──────── DATA SUPPLIED ────────

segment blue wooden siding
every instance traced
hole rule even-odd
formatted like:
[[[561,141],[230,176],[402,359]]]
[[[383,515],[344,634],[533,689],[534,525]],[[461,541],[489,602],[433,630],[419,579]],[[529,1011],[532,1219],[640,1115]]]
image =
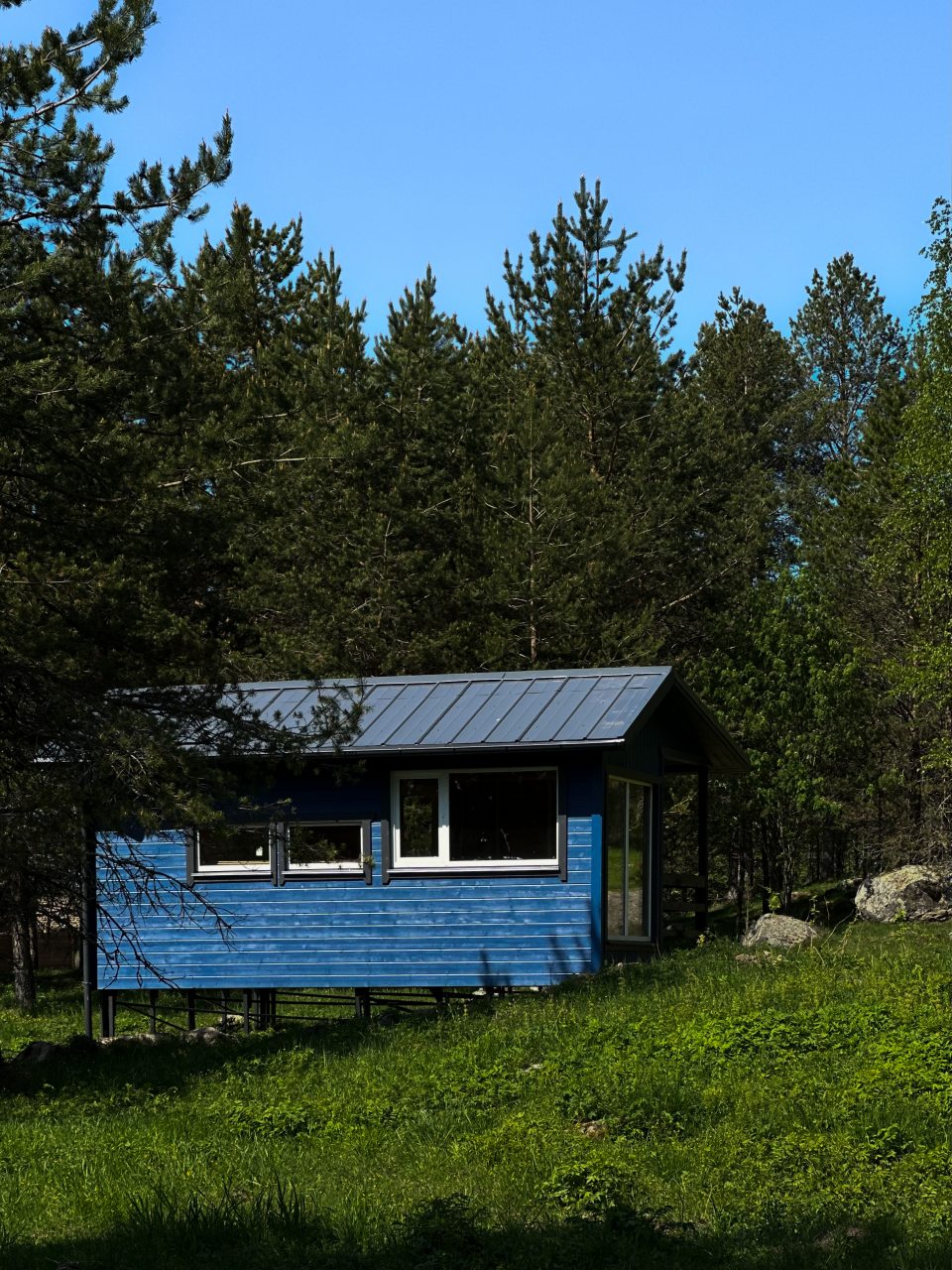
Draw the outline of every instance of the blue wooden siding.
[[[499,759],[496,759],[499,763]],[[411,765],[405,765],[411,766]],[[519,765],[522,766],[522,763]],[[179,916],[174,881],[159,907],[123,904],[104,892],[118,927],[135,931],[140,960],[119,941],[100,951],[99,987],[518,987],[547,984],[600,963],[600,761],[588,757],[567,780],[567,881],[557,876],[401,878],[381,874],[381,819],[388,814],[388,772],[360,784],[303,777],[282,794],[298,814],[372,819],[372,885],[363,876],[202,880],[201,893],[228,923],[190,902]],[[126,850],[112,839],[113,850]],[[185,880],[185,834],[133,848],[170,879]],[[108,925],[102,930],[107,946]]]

────────
──────── DATA SUPPLIED ────────

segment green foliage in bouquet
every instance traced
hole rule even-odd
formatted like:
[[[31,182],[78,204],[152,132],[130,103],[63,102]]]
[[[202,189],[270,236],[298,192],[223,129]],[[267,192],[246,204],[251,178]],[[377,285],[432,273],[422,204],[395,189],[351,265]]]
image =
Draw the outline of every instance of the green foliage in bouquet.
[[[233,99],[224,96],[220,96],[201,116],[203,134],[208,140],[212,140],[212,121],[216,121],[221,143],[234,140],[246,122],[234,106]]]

────────

#### [EXERCISE OBJECTIVE]
Show every line in the items above that contains the string "Draw". Matching is case-sensitive.

#### [SOLUTION]
Draw the outline of every instance of the blue wooden siding.
Draw the outline of every instance of the green foliage in bouquet.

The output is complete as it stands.